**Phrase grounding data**

***

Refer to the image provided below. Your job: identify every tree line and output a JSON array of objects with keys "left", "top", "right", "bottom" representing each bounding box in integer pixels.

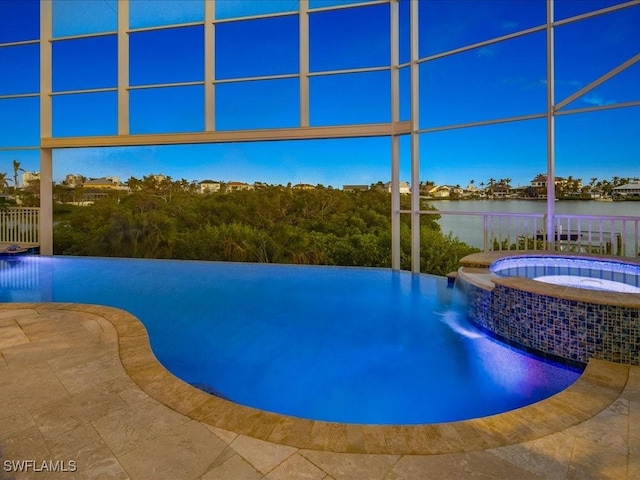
[{"left": 53, "top": 179, "right": 479, "bottom": 276}]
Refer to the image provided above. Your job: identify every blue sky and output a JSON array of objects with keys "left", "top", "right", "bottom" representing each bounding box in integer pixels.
[{"left": 0, "top": 0, "right": 638, "bottom": 188}]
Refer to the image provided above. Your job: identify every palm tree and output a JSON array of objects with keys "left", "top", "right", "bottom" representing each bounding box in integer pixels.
[
  {"left": 487, "top": 178, "right": 496, "bottom": 198},
  {"left": 0, "top": 172, "right": 9, "bottom": 193},
  {"left": 572, "top": 177, "right": 582, "bottom": 195},
  {"left": 12, "top": 160, "right": 25, "bottom": 191}
]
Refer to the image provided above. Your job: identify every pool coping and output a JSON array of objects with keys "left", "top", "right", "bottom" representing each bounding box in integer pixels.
[
  {"left": 459, "top": 251, "right": 640, "bottom": 308},
  {"left": 2, "top": 301, "right": 630, "bottom": 456}
]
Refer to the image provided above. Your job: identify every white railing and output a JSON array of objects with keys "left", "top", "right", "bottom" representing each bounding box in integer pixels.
[
  {"left": 424, "top": 210, "right": 640, "bottom": 257},
  {"left": 551, "top": 214, "right": 640, "bottom": 257},
  {"left": 0, "top": 207, "right": 40, "bottom": 245},
  {"left": 481, "top": 212, "right": 545, "bottom": 252}
]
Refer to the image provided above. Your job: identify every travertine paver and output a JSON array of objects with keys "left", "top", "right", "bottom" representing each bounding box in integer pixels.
[
  {"left": 0, "top": 324, "right": 29, "bottom": 349},
  {"left": 228, "top": 435, "right": 297, "bottom": 474},
  {"left": 44, "top": 423, "right": 127, "bottom": 480},
  {"left": 91, "top": 396, "right": 190, "bottom": 456},
  {"left": 299, "top": 450, "right": 400, "bottom": 480},
  {"left": 488, "top": 431, "right": 575, "bottom": 478},
  {"left": 0, "top": 362, "right": 69, "bottom": 417},
  {"left": 203, "top": 424, "right": 239, "bottom": 446},
  {"left": 200, "top": 453, "right": 262, "bottom": 480},
  {"left": 0, "top": 303, "right": 638, "bottom": 480},
  {"left": 117, "top": 420, "right": 228, "bottom": 480},
  {"left": 33, "top": 383, "right": 129, "bottom": 441},
  {"left": 386, "top": 451, "right": 542, "bottom": 480},
  {"left": 266, "top": 453, "right": 327, "bottom": 480}
]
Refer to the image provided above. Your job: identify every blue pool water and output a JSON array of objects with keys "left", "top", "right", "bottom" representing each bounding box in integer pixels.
[
  {"left": 491, "top": 256, "right": 640, "bottom": 293},
  {"left": 0, "top": 256, "right": 580, "bottom": 424}
]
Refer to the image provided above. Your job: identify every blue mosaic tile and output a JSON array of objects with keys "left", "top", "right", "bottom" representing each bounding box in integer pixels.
[{"left": 461, "top": 277, "right": 640, "bottom": 365}]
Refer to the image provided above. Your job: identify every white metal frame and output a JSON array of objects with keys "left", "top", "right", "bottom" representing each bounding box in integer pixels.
[
  {"left": 545, "top": 0, "right": 556, "bottom": 248},
  {"left": 0, "top": 0, "right": 637, "bottom": 262},
  {"left": 39, "top": 1, "right": 53, "bottom": 255}
]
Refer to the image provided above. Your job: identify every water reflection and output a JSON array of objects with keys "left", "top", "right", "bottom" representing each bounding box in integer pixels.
[{"left": 0, "top": 256, "right": 49, "bottom": 302}]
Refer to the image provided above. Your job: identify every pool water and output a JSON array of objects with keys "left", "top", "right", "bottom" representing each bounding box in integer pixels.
[{"left": 0, "top": 256, "right": 580, "bottom": 424}]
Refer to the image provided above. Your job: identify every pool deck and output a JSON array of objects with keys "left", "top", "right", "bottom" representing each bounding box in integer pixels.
[{"left": 1, "top": 302, "right": 639, "bottom": 479}]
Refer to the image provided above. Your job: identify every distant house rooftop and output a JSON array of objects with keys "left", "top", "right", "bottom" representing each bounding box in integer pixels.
[
  {"left": 83, "top": 177, "right": 120, "bottom": 189},
  {"left": 613, "top": 180, "right": 640, "bottom": 190},
  {"left": 342, "top": 184, "right": 369, "bottom": 192}
]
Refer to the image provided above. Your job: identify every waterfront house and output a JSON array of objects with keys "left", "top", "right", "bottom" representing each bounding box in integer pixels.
[
  {"left": 427, "top": 185, "right": 463, "bottom": 198},
  {"left": 21, "top": 171, "right": 40, "bottom": 189},
  {"left": 530, "top": 174, "right": 573, "bottom": 198},
  {"left": 63, "top": 174, "right": 84, "bottom": 188},
  {"left": 83, "top": 177, "right": 121, "bottom": 190},
  {"left": 198, "top": 180, "right": 221, "bottom": 194},
  {"left": 427, "top": 185, "right": 450, "bottom": 198},
  {"left": 226, "top": 181, "right": 253, "bottom": 192},
  {"left": 488, "top": 182, "right": 511, "bottom": 198},
  {"left": 385, "top": 181, "right": 411, "bottom": 194},
  {"left": 612, "top": 180, "right": 640, "bottom": 200}
]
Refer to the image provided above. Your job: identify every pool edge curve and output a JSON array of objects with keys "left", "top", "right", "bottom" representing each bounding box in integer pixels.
[{"left": 0, "top": 302, "right": 629, "bottom": 456}]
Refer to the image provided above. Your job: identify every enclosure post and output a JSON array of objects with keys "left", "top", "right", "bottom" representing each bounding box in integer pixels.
[
  {"left": 39, "top": 150, "right": 53, "bottom": 255},
  {"left": 117, "top": 0, "right": 129, "bottom": 135},
  {"left": 390, "top": 0, "right": 401, "bottom": 270},
  {"left": 39, "top": 1, "right": 53, "bottom": 255},
  {"left": 204, "top": 1, "right": 215, "bottom": 131},
  {"left": 299, "top": 1, "right": 310, "bottom": 128},
  {"left": 410, "top": 0, "right": 420, "bottom": 273},
  {"left": 545, "top": 0, "right": 556, "bottom": 250}
]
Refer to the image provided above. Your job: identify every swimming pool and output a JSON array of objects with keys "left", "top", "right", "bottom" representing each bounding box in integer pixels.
[{"left": 0, "top": 255, "right": 579, "bottom": 424}]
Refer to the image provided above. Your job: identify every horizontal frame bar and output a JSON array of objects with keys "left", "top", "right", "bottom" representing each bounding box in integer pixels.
[{"left": 42, "top": 122, "right": 412, "bottom": 149}]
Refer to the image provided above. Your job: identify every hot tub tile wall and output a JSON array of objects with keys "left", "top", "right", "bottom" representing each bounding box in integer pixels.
[
  {"left": 464, "top": 280, "right": 640, "bottom": 365},
  {"left": 463, "top": 280, "right": 492, "bottom": 329}
]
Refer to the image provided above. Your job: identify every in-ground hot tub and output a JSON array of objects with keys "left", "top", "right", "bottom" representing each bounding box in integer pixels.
[
  {"left": 458, "top": 252, "right": 640, "bottom": 366},
  {"left": 490, "top": 255, "right": 640, "bottom": 294}
]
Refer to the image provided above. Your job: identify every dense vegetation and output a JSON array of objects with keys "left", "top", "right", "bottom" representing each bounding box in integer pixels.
[{"left": 53, "top": 180, "right": 479, "bottom": 275}]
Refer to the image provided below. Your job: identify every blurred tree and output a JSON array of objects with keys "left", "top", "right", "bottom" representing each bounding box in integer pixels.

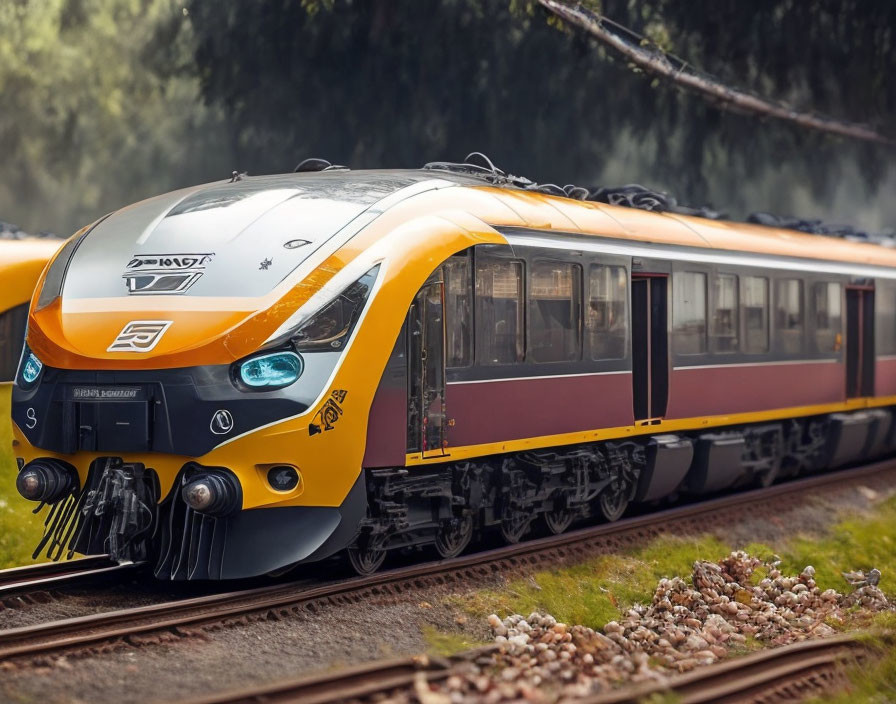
[
  {"left": 1, "top": 1, "right": 893, "bottom": 234},
  {"left": 0, "top": 0, "right": 230, "bottom": 235},
  {"left": 181, "top": 0, "right": 895, "bottom": 225}
]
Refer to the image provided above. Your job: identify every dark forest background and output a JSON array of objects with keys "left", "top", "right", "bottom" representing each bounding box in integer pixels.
[{"left": 1, "top": 0, "right": 894, "bottom": 236}]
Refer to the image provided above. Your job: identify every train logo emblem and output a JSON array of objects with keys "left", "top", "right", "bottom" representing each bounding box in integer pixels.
[
  {"left": 107, "top": 321, "right": 172, "bottom": 352},
  {"left": 123, "top": 253, "right": 213, "bottom": 295},
  {"left": 309, "top": 389, "right": 347, "bottom": 435},
  {"left": 210, "top": 409, "right": 234, "bottom": 435}
]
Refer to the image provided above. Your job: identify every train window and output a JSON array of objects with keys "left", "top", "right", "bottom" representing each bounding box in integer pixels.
[
  {"left": 742, "top": 276, "right": 769, "bottom": 353},
  {"left": 528, "top": 261, "right": 582, "bottom": 363},
  {"left": 443, "top": 256, "right": 472, "bottom": 367},
  {"left": 587, "top": 264, "right": 627, "bottom": 360},
  {"left": 475, "top": 258, "right": 525, "bottom": 364},
  {"left": 877, "top": 284, "right": 896, "bottom": 355},
  {"left": 775, "top": 278, "right": 804, "bottom": 354},
  {"left": 813, "top": 282, "right": 842, "bottom": 354},
  {"left": 711, "top": 274, "right": 739, "bottom": 353},
  {"left": 672, "top": 272, "right": 707, "bottom": 354}
]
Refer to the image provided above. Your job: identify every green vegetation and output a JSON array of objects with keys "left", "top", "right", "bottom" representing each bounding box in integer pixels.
[
  {"left": 427, "top": 497, "right": 896, "bottom": 697},
  {"left": 0, "top": 385, "right": 45, "bottom": 569},
  {"left": 779, "top": 507, "right": 896, "bottom": 595},
  {"left": 455, "top": 497, "right": 896, "bottom": 633},
  {"left": 809, "top": 614, "right": 896, "bottom": 703},
  {"left": 458, "top": 535, "right": 734, "bottom": 630},
  {"left": 0, "top": 0, "right": 229, "bottom": 235},
  {"left": 2, "top": 2, "right": 894, "bottom": 236},
  {"left": 423, "top": 626, "right": 489, "bottom": 656}
]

***

**Work required**
Can you quote exactly the lines from the one containing "identify every green" through the last line of the records above, and nothing else?

**Response to this exercise**
Refer to the image provided above. Your job: identify every green vegetation and output a JSON array of objects with keys "left", "top", "right", "bottom" representing each bounding box in integer pixels.
[
  {"left": 427, "top": 497, "right": 896, "bottom": 697},
  {"left": 0, "top": 385, "right": 45, "bottom": 569},
  {"left": 779, "top": 507, "right": 896, "bottom": 595},
  {"left": 455, "top": 497, "right": 896, "bottom": 633},
  {"left": 809, "top": 614, "right": 896, "bottom": 703},
  {"left": 458, "top": 535, "right": 734, "bottom": 630},
  {"left": 0, "top": 0, "right": 229, "bottom": 235},
  {"left": 2, "top": 2, "right": 894, "bottom": 236},
  {"left": 423, "top": 626, "right": 489, "bottom": 656}
]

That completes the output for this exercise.